• [Zu bearbeitende Aufgaben]
a: Als was bezeichnet der Text über Stahlrohrpfähle die Pfahlgründungen?
b: Unter welchen Umständen kommen laut dem Text über Stahlrohrpfähle gerade diese Pfähle zum Einsatz? Nenne alle.
c: Führe den Text über Stahlrohrpfähle nach seinem letzten Satz weiter.

• [Auszug]
+---+
Stahlrohrpfähle - Vielseitige Pfahlgründungen für besondere Anforderungen

Stahlrohrpfähle sind eine flexible Art der Pfahlgründungen, die immer dann zum Einsatz kommen, wenn das Baufeld für andere Verfahren aus dem Spezialtiefbau zu klein ist oder nur eine geringe Anzahl an Pfählen erforderlich ist.

Stahlrohrpfähle - Vielseitige Pfahlgründungen für besondere Anforderungen

Im Zuge der Planung von Bauprojekten kommt es regelmäßig vor, dass kein ausreichend tragfähiger Untergrund ansteht. Stehen in tiefer liegenden Schichten bessere Tragfähigkeiten an, so können Pfahlgründungen zum Einsatz kommen. Diese sind ein klassisches Verfahren aus dem Grundbau. Wenn dann noch beengte Verhältnisse - zum Beispiel durch angrenzende Bebauung - vorliegen, sind Stahlrohrpfähle das Mittel der Wahl.
+---+
Auszüge aus einem Zeige-Datensatz
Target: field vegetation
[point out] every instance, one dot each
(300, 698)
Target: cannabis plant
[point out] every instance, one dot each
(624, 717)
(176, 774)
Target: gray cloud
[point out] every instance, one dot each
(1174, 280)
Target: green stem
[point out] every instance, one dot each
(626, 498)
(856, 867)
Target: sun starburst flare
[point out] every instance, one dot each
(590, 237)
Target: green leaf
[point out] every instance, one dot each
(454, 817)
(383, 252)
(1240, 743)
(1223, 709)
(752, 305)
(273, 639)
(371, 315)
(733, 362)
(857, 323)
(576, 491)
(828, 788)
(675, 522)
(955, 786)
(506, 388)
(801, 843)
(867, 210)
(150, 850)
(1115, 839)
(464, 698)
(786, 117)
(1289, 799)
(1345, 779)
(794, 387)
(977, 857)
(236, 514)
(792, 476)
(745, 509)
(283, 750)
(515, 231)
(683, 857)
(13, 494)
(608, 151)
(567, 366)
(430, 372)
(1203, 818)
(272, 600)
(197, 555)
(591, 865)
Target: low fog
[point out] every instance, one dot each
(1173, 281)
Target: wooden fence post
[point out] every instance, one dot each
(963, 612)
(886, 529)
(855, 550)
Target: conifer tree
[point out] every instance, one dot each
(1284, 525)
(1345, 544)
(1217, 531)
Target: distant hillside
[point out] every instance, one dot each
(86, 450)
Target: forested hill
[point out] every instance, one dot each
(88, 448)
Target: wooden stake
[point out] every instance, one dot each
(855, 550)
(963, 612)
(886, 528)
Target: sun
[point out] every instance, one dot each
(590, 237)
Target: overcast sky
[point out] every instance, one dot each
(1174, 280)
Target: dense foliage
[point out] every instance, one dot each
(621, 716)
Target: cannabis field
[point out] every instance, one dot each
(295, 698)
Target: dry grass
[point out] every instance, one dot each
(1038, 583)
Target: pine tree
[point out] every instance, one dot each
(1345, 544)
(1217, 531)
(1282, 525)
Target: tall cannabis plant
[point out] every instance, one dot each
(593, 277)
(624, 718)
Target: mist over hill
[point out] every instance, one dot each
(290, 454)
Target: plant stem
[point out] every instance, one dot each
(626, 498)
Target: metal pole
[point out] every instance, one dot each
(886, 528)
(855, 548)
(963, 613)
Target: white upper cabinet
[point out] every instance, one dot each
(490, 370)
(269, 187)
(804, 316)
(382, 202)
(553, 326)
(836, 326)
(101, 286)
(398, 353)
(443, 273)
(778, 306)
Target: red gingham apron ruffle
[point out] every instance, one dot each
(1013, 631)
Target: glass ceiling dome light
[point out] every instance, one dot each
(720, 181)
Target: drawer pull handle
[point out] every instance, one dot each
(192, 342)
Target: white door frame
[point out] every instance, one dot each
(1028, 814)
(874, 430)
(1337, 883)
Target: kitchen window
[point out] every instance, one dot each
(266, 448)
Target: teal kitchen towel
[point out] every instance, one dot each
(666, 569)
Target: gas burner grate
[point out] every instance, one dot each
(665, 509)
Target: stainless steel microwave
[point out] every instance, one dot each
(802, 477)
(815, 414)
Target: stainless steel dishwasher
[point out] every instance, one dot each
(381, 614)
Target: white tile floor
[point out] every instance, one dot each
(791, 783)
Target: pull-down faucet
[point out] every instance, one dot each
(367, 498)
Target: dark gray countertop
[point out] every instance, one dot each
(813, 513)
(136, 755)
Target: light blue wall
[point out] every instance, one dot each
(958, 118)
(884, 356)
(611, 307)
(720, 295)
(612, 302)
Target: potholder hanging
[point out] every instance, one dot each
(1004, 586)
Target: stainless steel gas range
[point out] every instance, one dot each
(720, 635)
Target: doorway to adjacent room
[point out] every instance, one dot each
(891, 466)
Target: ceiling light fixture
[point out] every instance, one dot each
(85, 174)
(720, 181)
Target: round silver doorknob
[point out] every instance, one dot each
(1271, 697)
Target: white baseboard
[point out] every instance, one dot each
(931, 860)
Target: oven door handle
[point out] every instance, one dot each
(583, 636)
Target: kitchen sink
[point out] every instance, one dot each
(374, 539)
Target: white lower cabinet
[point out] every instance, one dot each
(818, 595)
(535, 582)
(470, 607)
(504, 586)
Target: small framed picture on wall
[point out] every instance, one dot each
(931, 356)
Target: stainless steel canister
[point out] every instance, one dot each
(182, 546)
+---+
• [Lösungen je Aufgabe]
a: Als klassisches Verfahren aus dem Grundbau.

b:
- Das Baufeld ist für andere Verfahren aus dem Spezialtiefbau zu klein.
- Es ist nur eine geringe Anzahl an Pfählen erforderlich.
- Es liegen beengte Verhältnisse vor, zum Beispiel durch angrenzende Bebauung.

c:
Ein Überblick über den Grundbau mit Pfahlgründungen

Pfahlgründungen zählen zu den Tiefgründungen und damit zum Spezialtiefbau. Die Last eines Bauwerkes wird mit Pfählen in Bodenschichten abgetragen, die eine ausreichende Tragfähigkeit haben. Das Bauwerk steht gewissermaßen auf Stelzen, sodass nicht tragfähige Bodenschichten überbrückt werden. Der Lastabtrag kann bei Pfählen über zwei Wege erfolgen: Er kann vertikal über den Spitzendruck der Pfähle oder bei einigen Pfahlarten zusätzlich über die Mantelreibung erfolgen. Dabei nehmen die Erdschichten, die mit dem Pfahl überbrückt werden sollen, durch Reibung am Pfahlmaterial einen Teil der auftretenden Lasten auf.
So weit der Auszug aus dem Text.